What you will do: Render the lines below, from the line with "stair stringer, one" through the line with "point(182, 158)", both included, as a numbered list with blank lines left out. Give only those lines.

Record excerpts:
## Start

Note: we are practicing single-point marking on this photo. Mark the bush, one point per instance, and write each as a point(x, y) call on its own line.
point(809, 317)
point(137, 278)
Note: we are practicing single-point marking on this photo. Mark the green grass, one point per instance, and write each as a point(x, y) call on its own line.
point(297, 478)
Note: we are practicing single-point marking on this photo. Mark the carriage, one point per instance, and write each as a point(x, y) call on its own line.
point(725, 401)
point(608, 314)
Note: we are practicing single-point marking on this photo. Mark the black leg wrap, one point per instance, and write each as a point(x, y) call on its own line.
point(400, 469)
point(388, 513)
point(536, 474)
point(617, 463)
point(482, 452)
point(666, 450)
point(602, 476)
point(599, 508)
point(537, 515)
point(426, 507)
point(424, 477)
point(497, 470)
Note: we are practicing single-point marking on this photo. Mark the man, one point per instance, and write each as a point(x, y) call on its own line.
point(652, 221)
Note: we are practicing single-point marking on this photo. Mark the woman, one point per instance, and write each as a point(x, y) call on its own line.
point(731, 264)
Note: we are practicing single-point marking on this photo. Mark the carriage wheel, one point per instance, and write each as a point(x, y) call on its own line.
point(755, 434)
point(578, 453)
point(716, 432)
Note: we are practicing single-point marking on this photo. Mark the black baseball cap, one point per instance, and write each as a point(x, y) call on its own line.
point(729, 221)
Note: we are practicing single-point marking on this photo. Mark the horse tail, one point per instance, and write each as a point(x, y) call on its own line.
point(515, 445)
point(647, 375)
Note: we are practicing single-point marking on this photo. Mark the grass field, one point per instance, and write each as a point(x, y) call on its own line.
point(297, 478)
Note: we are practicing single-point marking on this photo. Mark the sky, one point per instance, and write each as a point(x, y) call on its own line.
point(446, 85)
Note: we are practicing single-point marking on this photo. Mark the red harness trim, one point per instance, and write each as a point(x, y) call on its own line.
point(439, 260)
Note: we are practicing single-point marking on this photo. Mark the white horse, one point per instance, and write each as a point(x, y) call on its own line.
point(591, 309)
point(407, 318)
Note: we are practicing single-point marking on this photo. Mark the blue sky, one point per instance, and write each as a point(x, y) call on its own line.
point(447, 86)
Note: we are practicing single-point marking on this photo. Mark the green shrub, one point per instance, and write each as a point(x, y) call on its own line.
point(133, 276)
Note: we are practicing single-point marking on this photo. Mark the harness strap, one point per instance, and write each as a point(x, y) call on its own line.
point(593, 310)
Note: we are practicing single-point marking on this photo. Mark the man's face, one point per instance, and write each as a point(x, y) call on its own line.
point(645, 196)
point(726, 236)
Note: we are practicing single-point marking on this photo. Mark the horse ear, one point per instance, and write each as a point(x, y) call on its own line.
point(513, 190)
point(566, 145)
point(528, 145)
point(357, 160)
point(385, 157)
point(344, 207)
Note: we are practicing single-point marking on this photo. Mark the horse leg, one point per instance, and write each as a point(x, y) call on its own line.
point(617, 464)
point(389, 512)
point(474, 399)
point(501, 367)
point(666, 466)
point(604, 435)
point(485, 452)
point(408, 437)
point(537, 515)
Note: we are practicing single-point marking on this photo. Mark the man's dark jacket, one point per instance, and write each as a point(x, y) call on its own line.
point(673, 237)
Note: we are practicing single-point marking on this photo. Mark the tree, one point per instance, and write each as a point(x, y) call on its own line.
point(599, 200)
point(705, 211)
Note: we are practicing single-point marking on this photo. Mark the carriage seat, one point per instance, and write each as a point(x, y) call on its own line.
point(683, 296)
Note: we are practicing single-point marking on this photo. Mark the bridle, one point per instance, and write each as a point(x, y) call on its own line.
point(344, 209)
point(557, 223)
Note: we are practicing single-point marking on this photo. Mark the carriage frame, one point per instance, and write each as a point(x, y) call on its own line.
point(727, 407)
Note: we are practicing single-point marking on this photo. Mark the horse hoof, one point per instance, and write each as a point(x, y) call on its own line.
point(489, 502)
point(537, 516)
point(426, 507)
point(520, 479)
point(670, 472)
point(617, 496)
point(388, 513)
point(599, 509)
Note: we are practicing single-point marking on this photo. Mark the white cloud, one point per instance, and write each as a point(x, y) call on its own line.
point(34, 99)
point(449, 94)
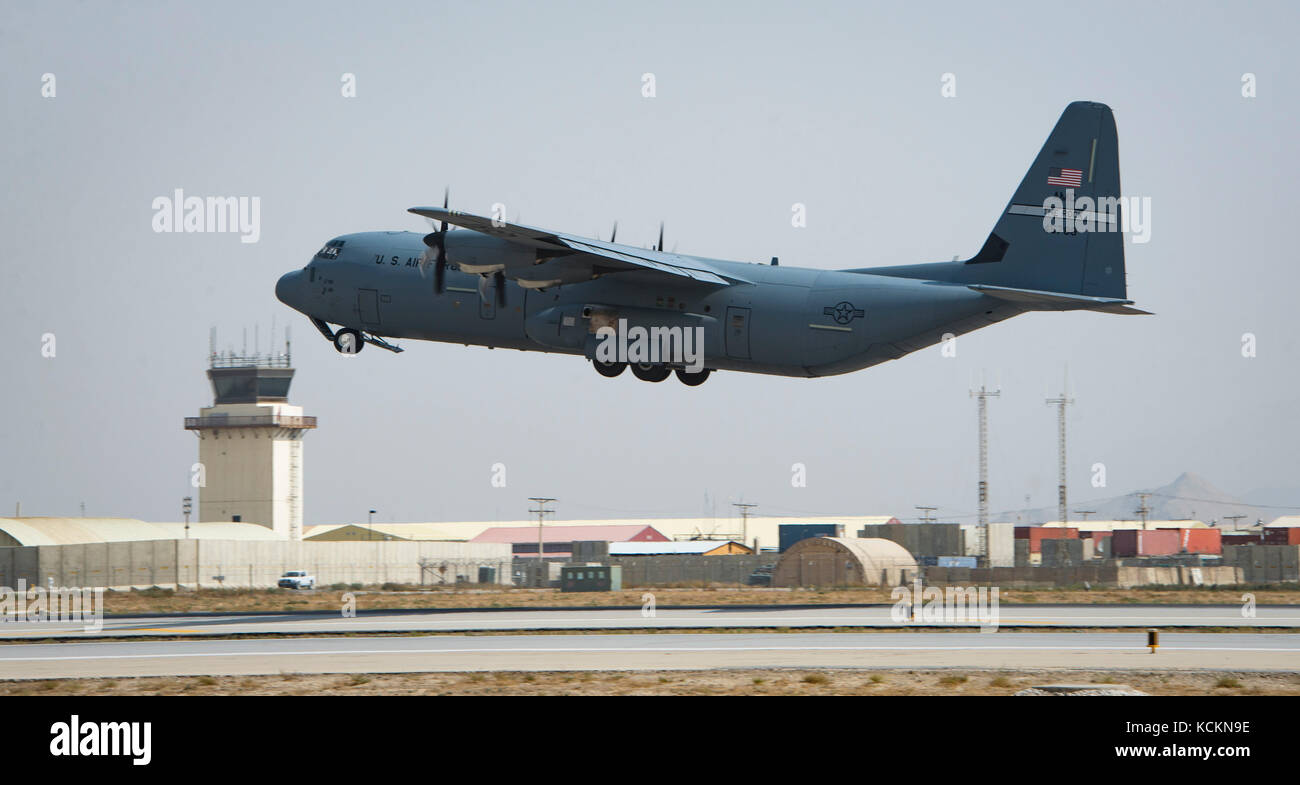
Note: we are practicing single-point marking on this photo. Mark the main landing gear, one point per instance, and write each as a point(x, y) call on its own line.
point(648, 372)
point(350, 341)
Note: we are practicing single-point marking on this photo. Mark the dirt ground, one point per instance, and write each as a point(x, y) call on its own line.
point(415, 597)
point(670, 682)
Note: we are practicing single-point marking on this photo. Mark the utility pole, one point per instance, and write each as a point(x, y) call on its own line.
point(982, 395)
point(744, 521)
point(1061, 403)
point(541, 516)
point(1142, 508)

## End
## Start

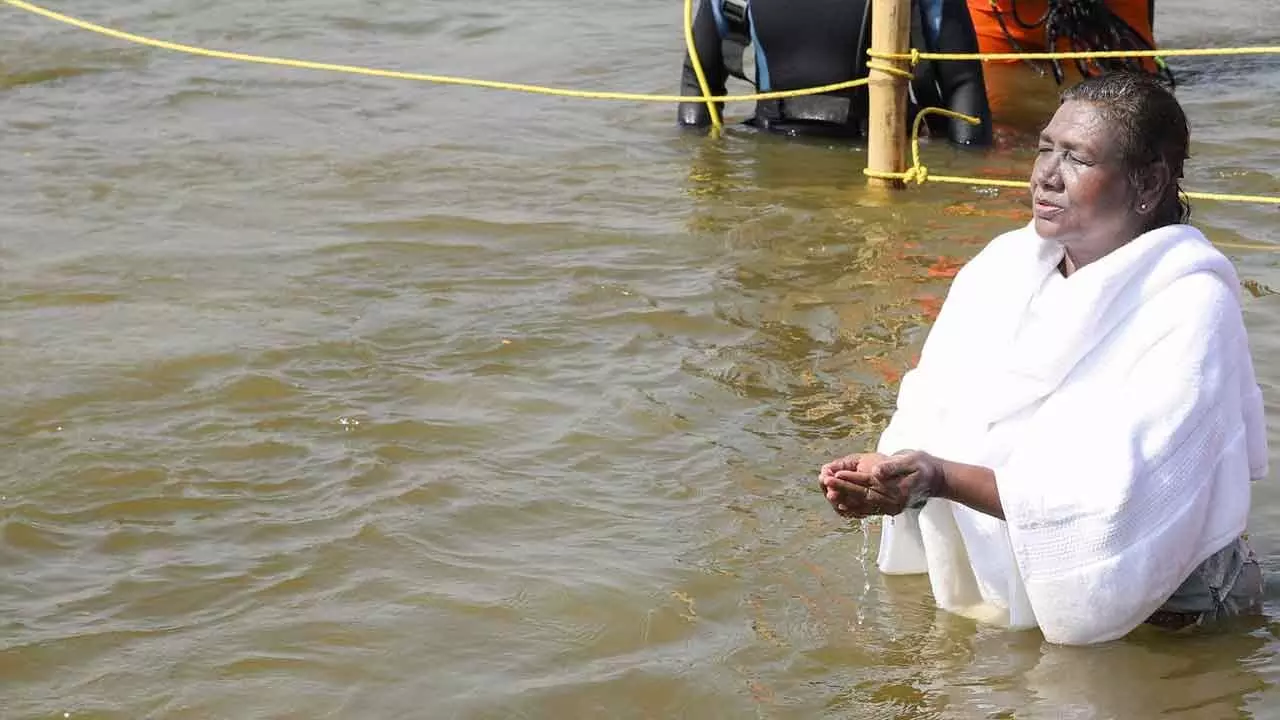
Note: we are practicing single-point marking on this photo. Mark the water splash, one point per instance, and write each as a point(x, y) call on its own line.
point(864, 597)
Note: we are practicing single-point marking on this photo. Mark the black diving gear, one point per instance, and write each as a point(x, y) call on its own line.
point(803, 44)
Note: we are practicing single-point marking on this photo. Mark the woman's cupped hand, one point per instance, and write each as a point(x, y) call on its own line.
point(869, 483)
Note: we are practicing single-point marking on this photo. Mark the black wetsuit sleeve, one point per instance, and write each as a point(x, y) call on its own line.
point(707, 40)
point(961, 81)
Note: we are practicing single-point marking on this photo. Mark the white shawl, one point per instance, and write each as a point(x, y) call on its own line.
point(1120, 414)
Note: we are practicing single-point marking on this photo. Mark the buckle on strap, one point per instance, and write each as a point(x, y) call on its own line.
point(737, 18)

## End
## Start

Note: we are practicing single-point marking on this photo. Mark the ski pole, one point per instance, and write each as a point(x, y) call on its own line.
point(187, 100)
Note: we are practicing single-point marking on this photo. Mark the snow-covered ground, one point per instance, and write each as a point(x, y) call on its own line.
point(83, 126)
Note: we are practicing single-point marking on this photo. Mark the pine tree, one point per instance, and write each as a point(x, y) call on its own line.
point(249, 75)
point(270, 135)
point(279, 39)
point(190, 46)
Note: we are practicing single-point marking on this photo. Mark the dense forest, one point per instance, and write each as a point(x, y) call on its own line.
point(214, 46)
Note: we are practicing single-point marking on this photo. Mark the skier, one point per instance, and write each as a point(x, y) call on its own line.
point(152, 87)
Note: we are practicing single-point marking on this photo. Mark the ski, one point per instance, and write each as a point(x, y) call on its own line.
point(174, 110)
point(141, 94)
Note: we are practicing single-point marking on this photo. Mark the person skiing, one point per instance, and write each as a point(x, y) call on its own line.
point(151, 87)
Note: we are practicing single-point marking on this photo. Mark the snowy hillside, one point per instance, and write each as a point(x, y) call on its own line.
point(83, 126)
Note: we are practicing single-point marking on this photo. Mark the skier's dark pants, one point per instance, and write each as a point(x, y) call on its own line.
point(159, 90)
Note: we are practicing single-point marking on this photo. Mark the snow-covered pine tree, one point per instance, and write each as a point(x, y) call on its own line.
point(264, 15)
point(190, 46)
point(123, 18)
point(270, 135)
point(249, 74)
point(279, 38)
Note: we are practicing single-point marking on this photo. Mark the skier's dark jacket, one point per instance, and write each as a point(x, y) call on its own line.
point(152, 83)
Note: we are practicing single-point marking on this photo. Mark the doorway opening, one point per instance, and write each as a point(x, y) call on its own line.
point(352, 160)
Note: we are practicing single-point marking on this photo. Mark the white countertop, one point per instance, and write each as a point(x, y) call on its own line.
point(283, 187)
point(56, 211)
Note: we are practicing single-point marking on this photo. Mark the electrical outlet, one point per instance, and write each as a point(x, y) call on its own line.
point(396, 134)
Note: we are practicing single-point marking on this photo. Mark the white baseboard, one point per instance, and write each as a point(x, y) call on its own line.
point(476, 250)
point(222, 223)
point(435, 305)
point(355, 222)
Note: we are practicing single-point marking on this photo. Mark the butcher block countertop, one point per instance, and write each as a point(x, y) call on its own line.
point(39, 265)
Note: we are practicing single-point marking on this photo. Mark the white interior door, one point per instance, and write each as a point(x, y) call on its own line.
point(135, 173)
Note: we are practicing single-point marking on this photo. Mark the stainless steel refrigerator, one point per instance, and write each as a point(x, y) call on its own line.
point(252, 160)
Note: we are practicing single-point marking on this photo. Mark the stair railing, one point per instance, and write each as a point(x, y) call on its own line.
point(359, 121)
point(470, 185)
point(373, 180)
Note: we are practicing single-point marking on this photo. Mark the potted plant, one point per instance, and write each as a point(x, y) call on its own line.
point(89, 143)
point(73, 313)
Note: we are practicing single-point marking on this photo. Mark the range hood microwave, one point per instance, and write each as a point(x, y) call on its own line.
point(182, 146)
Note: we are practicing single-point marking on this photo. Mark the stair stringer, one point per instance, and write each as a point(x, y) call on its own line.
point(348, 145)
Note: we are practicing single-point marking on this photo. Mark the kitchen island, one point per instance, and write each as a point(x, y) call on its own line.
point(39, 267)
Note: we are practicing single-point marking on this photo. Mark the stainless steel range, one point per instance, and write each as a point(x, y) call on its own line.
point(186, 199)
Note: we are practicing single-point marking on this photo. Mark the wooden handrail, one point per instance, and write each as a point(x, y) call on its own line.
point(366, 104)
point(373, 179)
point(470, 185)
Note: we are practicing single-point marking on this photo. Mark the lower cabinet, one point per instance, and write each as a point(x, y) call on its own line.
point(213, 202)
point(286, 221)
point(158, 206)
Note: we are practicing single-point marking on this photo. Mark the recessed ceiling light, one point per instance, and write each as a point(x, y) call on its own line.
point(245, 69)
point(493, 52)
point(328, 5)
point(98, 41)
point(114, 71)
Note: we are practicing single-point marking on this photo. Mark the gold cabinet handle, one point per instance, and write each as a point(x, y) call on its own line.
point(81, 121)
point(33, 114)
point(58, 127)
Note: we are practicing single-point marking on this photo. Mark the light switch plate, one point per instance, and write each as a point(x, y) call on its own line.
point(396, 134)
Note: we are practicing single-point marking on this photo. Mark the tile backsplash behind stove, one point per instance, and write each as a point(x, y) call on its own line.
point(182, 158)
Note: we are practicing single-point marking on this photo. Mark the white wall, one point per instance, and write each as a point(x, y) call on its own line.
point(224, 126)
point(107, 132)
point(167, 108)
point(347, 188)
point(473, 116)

## End

Result of the exercise:
1. Note: we are practicing single-point marking on this photo. Mark the stair stringer, one point per instance, and write each as a point(x, y) call on its own line.
2. point(348, 145)
3. Note: we are practicing single-point marking on this photo. Mark the kitchen island, one point per instance, and write each as a point(x, y) call on its own line.
4. point(39, 267)
5. Note: we are practicing single-point marking on this photo. Mark the stainless steel range, one point per instance, and write each as a point(x, y) call on its own line.
6. point(186, 199)
7. Note: we are practicing single-point marking on this photo. Mark the wooden handrail, one point per instance, and write each as a point(x, y) call on its own line.
8. point(366, 104)
9. point(373, 179)
10. point(470, 185)
11. Note: we are practicing single-point marking on this photo. Mark the lower cabinet, one point per instance, and write each as a point(x, y) call on its own line.
12. point(213, 202)
13. point(286, 221)
14. point(158, 206)
15. Note: we are practicing single-point marking on this photo. Mark the recessed ceiling light, one point per instance, and write each as a point(x, y) call on its own line.
16. point(245, 69)
17. point(493, 52)
18. point(328, 5)
19. point(98, 41)
20. point(114, 71)
21. Note: we are practicing single-point marking on this photo. Mark the gold cabinet handle, one point per instance, and write each as a point(x, y) call on its own line.
22. point(81, 121)
23. point(33, 114)
24. point(58, 127)
25. Note: we are practicing single-point marking on this photo. Mark the light switch plate, one point per instance, and write each as a point(x, y) call on its own line.
26. point(396, 134)
27. Note: we are practicing single-point marking on this photo. Mark the tile backsplash behind stove, one point per instance, and write each as a point(x, y) call on its own line.
28. point(182, 158)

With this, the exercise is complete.